Task requirements -> Look through the material beneath and copy each line with the word "dirt".

Available data ->
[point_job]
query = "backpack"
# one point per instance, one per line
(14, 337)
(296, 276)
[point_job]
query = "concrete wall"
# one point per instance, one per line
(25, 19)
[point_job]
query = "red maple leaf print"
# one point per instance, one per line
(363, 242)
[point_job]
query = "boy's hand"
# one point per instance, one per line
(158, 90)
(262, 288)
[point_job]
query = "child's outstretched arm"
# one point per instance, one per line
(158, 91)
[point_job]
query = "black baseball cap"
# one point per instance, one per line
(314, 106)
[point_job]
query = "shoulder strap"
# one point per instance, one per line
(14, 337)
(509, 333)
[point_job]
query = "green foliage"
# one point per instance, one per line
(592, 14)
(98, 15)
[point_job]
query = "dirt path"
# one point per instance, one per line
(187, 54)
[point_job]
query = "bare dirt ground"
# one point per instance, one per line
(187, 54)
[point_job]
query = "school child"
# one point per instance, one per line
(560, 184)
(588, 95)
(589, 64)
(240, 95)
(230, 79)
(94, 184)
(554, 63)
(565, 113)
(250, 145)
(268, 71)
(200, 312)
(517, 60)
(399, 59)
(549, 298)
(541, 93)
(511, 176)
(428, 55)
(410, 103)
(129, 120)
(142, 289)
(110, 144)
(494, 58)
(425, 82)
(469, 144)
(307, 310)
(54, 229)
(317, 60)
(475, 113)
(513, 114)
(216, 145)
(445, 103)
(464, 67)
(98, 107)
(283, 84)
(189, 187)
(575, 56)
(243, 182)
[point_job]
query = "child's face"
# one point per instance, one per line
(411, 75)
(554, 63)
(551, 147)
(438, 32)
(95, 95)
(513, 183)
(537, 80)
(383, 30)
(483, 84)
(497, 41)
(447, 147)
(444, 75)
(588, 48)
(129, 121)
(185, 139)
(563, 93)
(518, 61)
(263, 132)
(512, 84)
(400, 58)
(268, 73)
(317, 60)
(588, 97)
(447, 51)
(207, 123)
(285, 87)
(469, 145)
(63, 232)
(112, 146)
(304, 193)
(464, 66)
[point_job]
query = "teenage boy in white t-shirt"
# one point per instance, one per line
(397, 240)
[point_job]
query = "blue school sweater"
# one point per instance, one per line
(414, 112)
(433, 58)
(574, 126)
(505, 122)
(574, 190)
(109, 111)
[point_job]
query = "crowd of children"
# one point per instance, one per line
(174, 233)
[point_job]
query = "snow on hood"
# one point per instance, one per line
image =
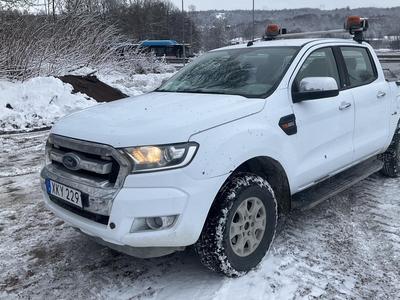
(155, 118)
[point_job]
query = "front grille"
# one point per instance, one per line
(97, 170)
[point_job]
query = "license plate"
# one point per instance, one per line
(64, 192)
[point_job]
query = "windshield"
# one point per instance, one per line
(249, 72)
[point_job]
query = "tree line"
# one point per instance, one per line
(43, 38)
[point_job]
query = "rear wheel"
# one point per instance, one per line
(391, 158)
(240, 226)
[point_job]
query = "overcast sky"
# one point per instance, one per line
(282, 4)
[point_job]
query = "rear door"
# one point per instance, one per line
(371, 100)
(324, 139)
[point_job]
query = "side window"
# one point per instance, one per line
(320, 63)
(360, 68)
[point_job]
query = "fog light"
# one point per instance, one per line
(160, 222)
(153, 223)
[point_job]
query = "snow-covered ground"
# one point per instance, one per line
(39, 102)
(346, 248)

* * *

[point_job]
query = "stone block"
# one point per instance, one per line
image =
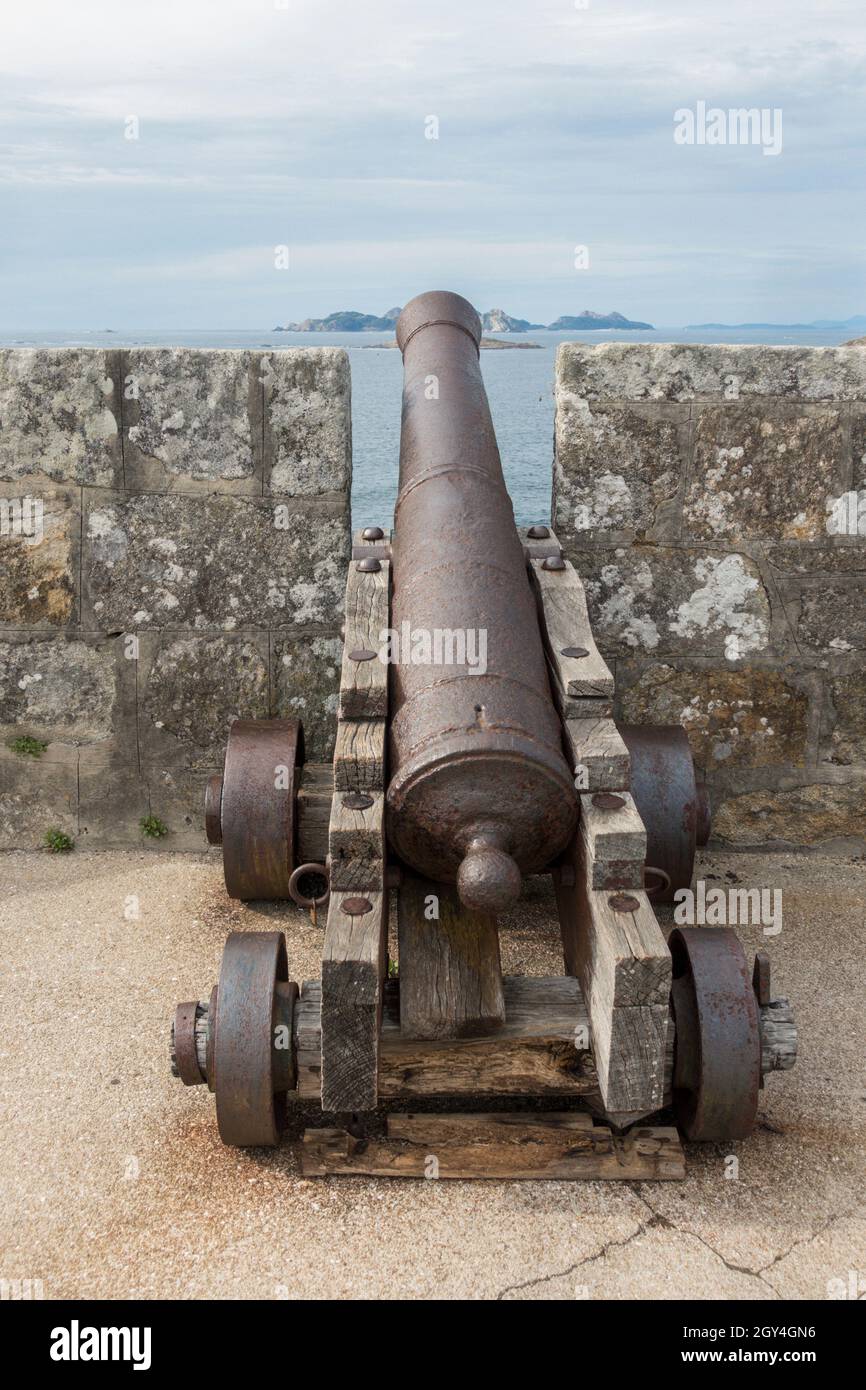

Output below ->
query = "dirt path"
query = "bare dirt ground"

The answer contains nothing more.